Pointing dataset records
%%

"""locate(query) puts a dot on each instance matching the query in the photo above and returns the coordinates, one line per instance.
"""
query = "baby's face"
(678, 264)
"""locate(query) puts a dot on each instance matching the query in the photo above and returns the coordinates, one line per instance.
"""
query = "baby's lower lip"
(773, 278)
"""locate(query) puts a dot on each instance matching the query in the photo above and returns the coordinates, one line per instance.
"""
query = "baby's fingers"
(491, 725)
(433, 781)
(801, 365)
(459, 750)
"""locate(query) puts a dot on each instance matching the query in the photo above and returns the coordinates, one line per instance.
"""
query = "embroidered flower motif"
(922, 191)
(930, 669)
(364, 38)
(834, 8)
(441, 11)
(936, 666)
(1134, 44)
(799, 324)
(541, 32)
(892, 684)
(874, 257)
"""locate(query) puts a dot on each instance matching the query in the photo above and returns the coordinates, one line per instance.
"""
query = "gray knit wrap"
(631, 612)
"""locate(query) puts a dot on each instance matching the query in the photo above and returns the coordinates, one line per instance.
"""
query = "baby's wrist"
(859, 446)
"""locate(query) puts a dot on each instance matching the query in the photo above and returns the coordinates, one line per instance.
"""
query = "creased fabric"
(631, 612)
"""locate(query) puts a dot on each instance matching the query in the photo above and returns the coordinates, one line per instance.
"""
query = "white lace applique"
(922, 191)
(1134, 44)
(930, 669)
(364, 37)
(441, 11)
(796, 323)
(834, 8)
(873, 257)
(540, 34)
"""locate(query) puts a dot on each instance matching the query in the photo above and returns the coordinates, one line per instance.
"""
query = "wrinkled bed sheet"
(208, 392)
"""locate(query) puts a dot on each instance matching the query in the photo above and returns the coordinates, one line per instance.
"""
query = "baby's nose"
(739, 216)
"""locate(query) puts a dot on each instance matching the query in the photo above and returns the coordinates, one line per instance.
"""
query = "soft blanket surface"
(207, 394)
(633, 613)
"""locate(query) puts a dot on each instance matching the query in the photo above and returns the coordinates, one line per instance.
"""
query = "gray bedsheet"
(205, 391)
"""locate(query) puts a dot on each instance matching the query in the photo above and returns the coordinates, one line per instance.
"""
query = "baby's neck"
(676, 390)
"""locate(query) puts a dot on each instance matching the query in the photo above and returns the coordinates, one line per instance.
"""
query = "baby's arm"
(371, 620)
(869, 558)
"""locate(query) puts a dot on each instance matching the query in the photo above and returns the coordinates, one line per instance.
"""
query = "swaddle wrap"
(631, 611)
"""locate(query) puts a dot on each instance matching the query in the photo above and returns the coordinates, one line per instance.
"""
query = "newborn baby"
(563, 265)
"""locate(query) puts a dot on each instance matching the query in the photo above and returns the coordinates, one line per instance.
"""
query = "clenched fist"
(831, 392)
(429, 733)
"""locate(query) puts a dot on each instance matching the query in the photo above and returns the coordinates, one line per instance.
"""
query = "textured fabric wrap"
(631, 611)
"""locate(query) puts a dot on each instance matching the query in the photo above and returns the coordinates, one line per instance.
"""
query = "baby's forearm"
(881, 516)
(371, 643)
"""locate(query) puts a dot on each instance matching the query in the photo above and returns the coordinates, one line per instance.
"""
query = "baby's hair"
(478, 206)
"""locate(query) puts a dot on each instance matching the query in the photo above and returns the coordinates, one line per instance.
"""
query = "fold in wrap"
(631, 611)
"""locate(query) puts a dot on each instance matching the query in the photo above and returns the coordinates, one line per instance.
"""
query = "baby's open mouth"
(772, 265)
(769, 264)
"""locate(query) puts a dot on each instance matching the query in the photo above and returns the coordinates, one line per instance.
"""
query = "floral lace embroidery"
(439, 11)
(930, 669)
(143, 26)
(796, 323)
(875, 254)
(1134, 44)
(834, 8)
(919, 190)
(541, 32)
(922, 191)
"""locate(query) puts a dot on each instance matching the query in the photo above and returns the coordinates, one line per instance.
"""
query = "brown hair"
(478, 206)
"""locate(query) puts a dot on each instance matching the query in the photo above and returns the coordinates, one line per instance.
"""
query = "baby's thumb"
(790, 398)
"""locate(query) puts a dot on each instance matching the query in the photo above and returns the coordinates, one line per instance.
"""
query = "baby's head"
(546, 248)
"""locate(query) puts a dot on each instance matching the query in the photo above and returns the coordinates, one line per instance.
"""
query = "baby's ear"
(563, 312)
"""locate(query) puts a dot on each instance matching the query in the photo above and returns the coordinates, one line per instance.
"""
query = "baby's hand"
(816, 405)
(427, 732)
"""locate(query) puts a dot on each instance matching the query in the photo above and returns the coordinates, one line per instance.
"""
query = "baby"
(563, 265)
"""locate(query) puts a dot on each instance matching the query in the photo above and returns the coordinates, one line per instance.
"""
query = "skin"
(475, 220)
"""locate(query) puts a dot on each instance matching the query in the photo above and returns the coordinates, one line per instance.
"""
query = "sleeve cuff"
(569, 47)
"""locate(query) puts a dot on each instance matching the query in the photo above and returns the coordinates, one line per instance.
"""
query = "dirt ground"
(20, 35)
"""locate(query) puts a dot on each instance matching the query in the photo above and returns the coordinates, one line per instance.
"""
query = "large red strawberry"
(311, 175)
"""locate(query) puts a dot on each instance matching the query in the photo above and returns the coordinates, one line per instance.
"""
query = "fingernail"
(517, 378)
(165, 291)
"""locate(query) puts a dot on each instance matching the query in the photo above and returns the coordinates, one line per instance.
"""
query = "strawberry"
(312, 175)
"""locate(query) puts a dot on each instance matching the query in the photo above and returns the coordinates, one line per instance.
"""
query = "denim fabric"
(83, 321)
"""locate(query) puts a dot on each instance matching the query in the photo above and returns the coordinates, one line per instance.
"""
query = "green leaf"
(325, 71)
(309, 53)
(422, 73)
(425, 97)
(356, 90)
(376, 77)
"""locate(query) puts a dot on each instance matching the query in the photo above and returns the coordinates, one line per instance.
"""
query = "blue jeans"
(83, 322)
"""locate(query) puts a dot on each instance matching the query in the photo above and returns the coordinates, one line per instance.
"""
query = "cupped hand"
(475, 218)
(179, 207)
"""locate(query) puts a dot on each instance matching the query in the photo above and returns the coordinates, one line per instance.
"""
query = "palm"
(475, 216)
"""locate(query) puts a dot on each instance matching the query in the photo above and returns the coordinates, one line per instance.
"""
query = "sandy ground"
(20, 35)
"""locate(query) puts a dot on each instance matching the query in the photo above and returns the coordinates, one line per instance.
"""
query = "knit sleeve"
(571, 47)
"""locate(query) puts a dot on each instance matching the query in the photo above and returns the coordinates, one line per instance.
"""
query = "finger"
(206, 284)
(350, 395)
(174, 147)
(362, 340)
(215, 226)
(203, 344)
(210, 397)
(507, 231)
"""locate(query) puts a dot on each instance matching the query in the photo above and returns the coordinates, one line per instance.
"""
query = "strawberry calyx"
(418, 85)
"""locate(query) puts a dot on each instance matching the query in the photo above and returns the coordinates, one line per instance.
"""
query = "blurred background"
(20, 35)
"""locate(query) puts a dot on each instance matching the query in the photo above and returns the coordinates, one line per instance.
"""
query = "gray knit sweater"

%%

Problem statement: Make an exact copy of the material above.

Correct answer:
"""locate(query) puts a dot on each instance matching the query in the photo above and returns the coordinates, one line per instance.
"""
query = "baby's face"
(678, 264)
"""locate(query) puts a dot on each instance matching the query in the photo above and returns the coordinates, one line per instance.
"""
query = "baby's lower lip"
(773, 278)
"""locate(query) puts a dot on each instance matching the query in the photo above and returns the coordinates, one line per instance.
"""
query = "baby's fingers"
(491, 725)
(433, 781)
(801, 365)
(459, 750)
"""locate(query) puts a dot on each instance matching the query in the photo above and returns the coordinates, one line per instance.
"""
query = "embroidered flower motif"
(922, 191)
(930, 669)
(364, 38)
(834, 8)
(441, 11)
(936, 666)
(1134, 44)
(799, 324)
(541, 32)
(892, 684)
(874, 257)
"""locate(query) puts a dot on each instance matching the query in the photo above and returns the coordinates, one line per instance.
"""
query = "gray knit wrap"
(631, 612)
"""locate(query) puts a dot on each instance matching the query in the photo above and returns the coordinates, one line per instance.
"""
query = "baby's wrist"
(859, 446)
"""locate(query) puts a dot on each instance matching the query in the photo above and returns the coordinates, one line per instance.
"""
query = "creased fabric"
(631, 612)
"""locate(query) puts a dot on each instance matching the query in the photo above and returns the coordinates, one line per instance.
"""
query = "white lace applique"
(922, 191)
(1134, 44)
(930, 669)
(364, 37)
(441, 11)
(796, 323)
(834, 8)
(873, 257)
(540, 34)
"""locate(query) puts a dot on each instance matching the query in the photo above and returns the coordinates, one line per instance.
"""
query = "wrinkled bed sheet"
(208, 392)
"""locate(query) puts a dot on each instance matching the query in the photo above and returns the coordinates, one line per instance.
"""
query = "baby's nose"
(739, 216)
"""locate(query) puts a dot on each instance matching the query in the photo above and returns the coordinates, one line per instance.
"""
query = "soft blanket surface"
(207, 394)
(633, 613)
"""locate(query) puts a dot on each instance matching the query in the photo above and returns the coordinates, one line per instance.
"""
query = "gray bedsheet"
(205, 391)
"""locate(query) puts a dot on each instance matching the query in the photo above and returns the coordinates, one line per instance.
"""
query = "baby's neck"
(676, 390)
"""locate(query) puts a dot on each instance matching the query in the photo above and returns the coordinates, one line per instance.
"""
query = "baby's arm"
(371, 620)
(869, 558)
"""locate(query) puts a dot on each instance matching the query in the photo above and returns the coordinates, one line per instance.
"""
query = "swaddle wrap"
(631, 611)
"""locate(query) puts a dot on each instance matching the query in the photo above and returns the coordinates, one line per instance.
"""
query = "newborn baby"
(563, 265)
"""locate(query) puts a dot on each instance matching the query in the photo above and returns the coordinates, one line per instance.
"""
query = "clenched fist"
(831, 392)
(429, 733)
"""locate(query) puts a dot on each instance matching the query in the photo above and returns the coordinates, one line per instance.
"""
query = "textured fabric wrap"
(631, 611)
"""locate(query) puts a dot on each instance matching the query in the photo above and returns the coordinates, one line per instance.
"""
query = "baby's forearm"
(881, 516)
(371, 643)
"""locate(query) puts a dot on each instance matching the query in the photo above and returns the coordinates, one line per instance.
"""
query = "baby's hair"
(478, 206)
"""locate(query) puts a dot on each instance matching the query in the photo above and returns the coordinates, one line per instance.
"""
query = "fold in wrap"
(631, 611)
"""locate(query) puts a dot on each instance matching the query in the photo above and returns the coordinates, one line per instance.
"""
query = "baby's open mouth"
(772, 265)
(769, 264)
"""locate(query) puts a dot on each instance matching the query in the photo above and returns the coordinates, one line per instance.
"""
query = "floral lace embroidery"
(439, 11)
(930, 669)
(143, 26)
(796, 323)
(875, 254)
(1134, 44)
(834, 8)
(919, 190)
(541, 32)
(922, 191)
"""locate(query) puts a dot on each instance matching the query in the photo above and returns the coordinates, one line per instance.
"""
query = "brown hair"
(478, 206)
"""locate(query) puts a dot on each instance matching the query in the photo above and returns the coordinates, one line per instance.
"""
query = "baby's thumb"
(790, 398)
"""locate(query) puts a dot on each instance matching the query in the photo above and returns the coordinates, one line per instance.
"""
query = "baby's head"
(546, 248)
"""locate(query) puts a dot on each instance matching the query in the photo above and returns the coordinates, one line per instance.
"""
query = "baby's ear"
(563, 312)
"""locate(query) puts a dot on each instance matching the query in the photo above and returns the coordinates, one line per instance.
"""
query = "baby's hand"
(816, 405)
(427, 732)
"""locate(query) puts a dot on each instance matching the query in the photo above and returns the coordinates, one line per instance.
"""
query = "baby"
(563, 265)
"""locate(query) puts a dot on each instance matching the query in the photo above and returns the coordinates, one line per instance.
"""
query = "skin"
(475, 220)
"""locate(query) puts a dot on each instance matching the query in the photo above and returns the coordinates, one line per instance.
"""
query = "sleeve cuff"
(569, 47)
"""locate(query) puts a dot on each instance matching the query in the photo above and returns the coordinates, one line per instance.
"""
query = "dirt ground"
(20, 35)
"""locate(query) puts a dot on each instance matching the query in the photo above and returns the coordinates, one line per instance.
"""
query = "large red strawberry"
(311, 175)
"""locate(query) puts a dot on each instance matching the query in the photo above and returns the coordinates, one line per instance.
"""
query = "fingernail"
(517, 378)
(165, 291)
"""locate(query) puts a dot on each instance matching the query in the photo above and returns the coordinates, one line per instance.
"""
query = "strawberry"
(312, 175)
"""locate(query) puts a dot on each instance matching the query in the photo above and returns the coordinates, one line per instance.
"""
query = "denim fabric"
(83, 321)
"""locate(query) puts a dot on each instance matching the query in the photo above and returns the coordinates, one line per instance.
"""
query = "green leaf"
(325, 71)
(309, 53)
(422, 73)
(425, 97)
(356, 90)
(376, 77)
"""locate(query) puts a dot on each instance matching the query in the photo above and returns the coordinates, one line per instance.
"""
query = "blue jeans"
(83, 322)
"""locate(query) puts a dot on each instance matching the query in the photo above and returns the coordinates, one line per instance.
"""
query = "cupped hand"
(475, 218)
(179, 207)
"""locate(query) puts a dot on each instance matching the query in the photo above and returns the coordinates, one line per instance.
"""
query = "palm"
(475, 216)
"""locate(query) puts a dot on each instance matching the query in the photo above and returns the coordinates, one line per instance.
"""
query = "sandy ground"
(20, 35)
"""locate(query) puts a dot on each instance matching the query in the photo above and returns the coordinates, one line per instance.
"""
query = "knit sleeve"
(571, 47)
"""locate(query) puts a dot on each instance matching the query in the photo above and returns the coordinates, one line per instance.
"""
query = "finger"
(206, 284)
(350, 395)
(174, 147)
(362, 340)
(215, 226)
(203, 344)
(210, 397)
(507, 231)
"""locate(query) puts a dot on each instance matching the query in the photo above and returns the coordinates, one line per instance.
"""
query = "strawberry calyx"
(418, 85)
"""locate(query) puts a dot on each instance matching the query in the photo above and returns the coordinates, one line per instance.
"""
query = "blurred background"
(20, 35)
"""locate(query) puts a dot on each instance matching the query in the photo above and returns the coordinates, one line per instance.
"""
query = "gray knit sweater"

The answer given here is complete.